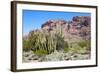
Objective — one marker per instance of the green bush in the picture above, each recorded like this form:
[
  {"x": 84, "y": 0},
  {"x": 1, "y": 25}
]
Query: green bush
[{"x": 26, "y": 45}]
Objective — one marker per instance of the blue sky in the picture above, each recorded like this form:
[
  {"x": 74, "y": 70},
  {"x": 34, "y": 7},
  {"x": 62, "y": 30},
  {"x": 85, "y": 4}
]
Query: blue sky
[{"x": 33, "y": 19}]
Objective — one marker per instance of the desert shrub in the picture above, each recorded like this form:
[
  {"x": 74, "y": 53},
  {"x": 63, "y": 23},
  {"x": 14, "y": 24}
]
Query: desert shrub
[
  {"x": 40, "y": 52},
  {"x": 85, "y": 43},
  {"x": 26, "y": 45},
  {"x": 42, "y": 41},
  {"x": 66, "y": 46},
  {"x": 60, "y": 41}
]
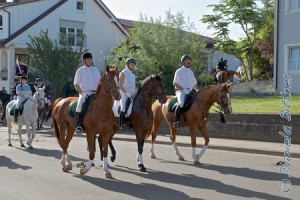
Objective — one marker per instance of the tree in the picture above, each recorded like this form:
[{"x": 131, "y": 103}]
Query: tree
[
  {"x": 158, "y": 46},
  {"x": 56, "y": 63},
  {"x": 249, "y": 16}
]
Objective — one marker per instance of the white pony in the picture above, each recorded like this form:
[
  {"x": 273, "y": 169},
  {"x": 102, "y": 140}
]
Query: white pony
[{"x": 28, "y": 118}]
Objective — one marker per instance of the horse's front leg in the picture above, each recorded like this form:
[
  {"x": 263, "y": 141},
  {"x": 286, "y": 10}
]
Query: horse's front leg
[
  {"x": 20, "y": 135},
  {"x": 206, "y": 138},
  {"x": 140, "y": 143},
  {"x": 173, "y": 141}
]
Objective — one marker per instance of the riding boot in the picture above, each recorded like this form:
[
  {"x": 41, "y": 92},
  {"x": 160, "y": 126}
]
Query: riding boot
[
  {"x": 16, "y": 115},
  {"x": 78, "y": 127},
  {"x": 122, "y": 121},
  {"x": 176, "y": 117}
]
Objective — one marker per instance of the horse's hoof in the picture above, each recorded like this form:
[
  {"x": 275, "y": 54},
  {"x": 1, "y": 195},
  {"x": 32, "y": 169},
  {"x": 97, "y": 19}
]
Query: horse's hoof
[
  {"x": 70, "y": 167},
  {"x": 82, "y": 171},
  {"x": 65, "y": 169},
  {"x": 108, "y": 175},
  {"x": 142, "y": 168},
  {"x": 197, "y": 162},
  {"x": 181, "y": 158},
  {"x": 113, "y": 158}
]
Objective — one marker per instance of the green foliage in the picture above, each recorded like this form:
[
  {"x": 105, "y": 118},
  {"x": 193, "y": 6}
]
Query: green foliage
[
  {"x": 158, "y": 45},
  {"x": 252, "y": 19},
  {"x": 55, "y": 63}
]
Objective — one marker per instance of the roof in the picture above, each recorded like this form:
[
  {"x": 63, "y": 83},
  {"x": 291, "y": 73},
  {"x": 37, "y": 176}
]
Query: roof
[
  {"x": 130, "y": 24},
  {"x": 101, "y": 5}
]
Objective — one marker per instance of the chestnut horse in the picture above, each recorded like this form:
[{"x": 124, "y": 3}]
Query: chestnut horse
[
  {"x": 223, "y": 76},
  {"x": 141, "y": 117},
  {"x": 196, "y": 117},
  {"x": 98, "y": 120}
]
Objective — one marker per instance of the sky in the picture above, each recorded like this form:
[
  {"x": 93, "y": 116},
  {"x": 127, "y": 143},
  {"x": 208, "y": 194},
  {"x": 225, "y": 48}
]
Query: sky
[{"x": 194, "y": 9}]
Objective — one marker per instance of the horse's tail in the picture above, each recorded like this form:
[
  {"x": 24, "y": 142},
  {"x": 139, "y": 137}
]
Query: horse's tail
[{"x": 56, "y": 130}]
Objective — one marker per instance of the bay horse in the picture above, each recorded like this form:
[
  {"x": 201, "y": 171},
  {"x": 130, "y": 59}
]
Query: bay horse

━━━━

» Your goal
Leave out the pictures and set down everything else in the entries above exactly.

» Reply to the exercise
Objective — one marker per instance of the green bush in the picture above, each recorded like this form:
[
  {"x": 84, "y": 0},
  {"x": 1, "y": 25}
]
Query: green bush
[{"x": 26, "y": 45}]
Objective — one marker per instance of the blue sky in the picture above, each recorded like this form:
[
  {"x": 74, "y": 70},
  {"x": 34, "y": 7},
  {"x": 62, "y": 30},
  {"x": 85, "y": 4}
]
Query: blue sky
[{"x": 33, "y": 19}]
Objective — one marker per instance of the desert shrub in the picture above, each recorded like this form:
[
  {"x": 74, "y": 53},
  {"x": 63, "y": 23},
  {"x": 14, "y": 24}
]
Query: desert shrub
[
  {"x": 40, "y": 52},
  {"x": 85, "y": 43},
  {"x": 26, "y": 45},
  {"x": 42, "y": 41},
  {"x": 66, "y": 46},
  {"x": 60, "y": 41}
]
Objective — one marker per instance of the tree in the picture above, each recorded like this form:
[{"x": 131, "y": 103}]
Query: tree
[
  {"x": 158, "y": 46},
  {"x": 56, "y": 63},
  {"x": 249, "y": 16}
]
Objective — one marker per instance of the white pony in the picture above, each recorded like this form:
[
  {"x": 273, "y": 169},
  {"x": 102, "y": 140}
]
Query: white pony
[{"x": 28, "y": 118}]
Objective — one marker per instance of the horse's front leg in the picture above, each recorded like this form:
[
  {"x": 263, "y": 141},
  {"x": 286, "y": 10}
]
Query: horse's front leg
[
  {"x": 20, "y": 135},
  {"x": 206, "y": 138},
  {"x": 140, "y": 143},
  {"x": 173, "y": 141}
]
Objective — one marker per instance of the riding boot in the picture above, each recorded like this form:
[
  {"x": 41, "y": 92},
  {"x": 160, "y": 126}
]
Query: riding boot
[
  {"x": 16, "y": 115},
  {"x": 78, "y": 127},
  {"x": 122, "y": 121},
  {"x": 176, "y": 117}
]
Objective — one marker per instance of the horse's hoof in the picture above, each recorded like this form:
[
  {"x": 275, "y": 54},
  {"x": 1, "y": 195},
  {"x": 32, "y": 169},
  {"x": 97, "y": 19}
]
Query: horse's hoof
[
  {"x": 70, "y": 167},
  {"x": 82, "y": 171},
  {"x": 65, "y": 169},
  {"x": 108, "y": 175},
  {"x": 142, "y": 168},
  {"x": 197, "y": 162},
  {"x": 181, "y": 158},
  {"x": 113, "y": 158}
]
Objective — one marker per instance of the green foliage in the picture above, each recorded like this form:
[
  {"x": 105, "y": 118},
  {"x": 193, "y": 6}
]
Query: green foliage
[
  {"x": 158, "y": 45},
  {"x": 252, "y": 19},
  {"x": 55, "y": 63}
]
Objective — one marker per instance of the roof in the picture above, each recorded like this form:
[
  {"x": 63, "y": 83},
  {"x": 291, "y": 73},
  {"x": 37, "y": 176}
]
Query: roof
[
  {"x": 130, "y": 24},
  {"x": 101, "y": 5}
]
Objective — one marker per instance of the chestnut horse in the picture above, each recorded like this form:
[{"x": 124, "y": 3}]
Query: chestnut horse
[
  {"x": 223, "y": 76},
  {"x": 141, "y": 117},
  {"x": 196, "y": 117},
  {"x": 98, "y": 120}
]
Objective — one marker per instance of the sky in the picture above, each recorded like this form:
[
  {"x": 93, "y": 116},
  {"x": 127, "y": 143},
  {"x": 208, "y": 194},
  {"x": 225, "y": 48}
]
Query: sky
[{"x": 194, "y": 9}]
Objective — one marker per instance of the horse's tail in the picture above, each recorded like this form:
[
  {"x": 24, "y": 142},
  {"x": 139, "y": 137}
]
Query: horse's tail
[{"x": 56, "y": 130}]
Objective — one marker per instance of the bay horse in the picture above, each recorded like this form:
[
  {"x": 201, "y": 171},
  {"x": 130, "y": 59}
]
Query: bay horse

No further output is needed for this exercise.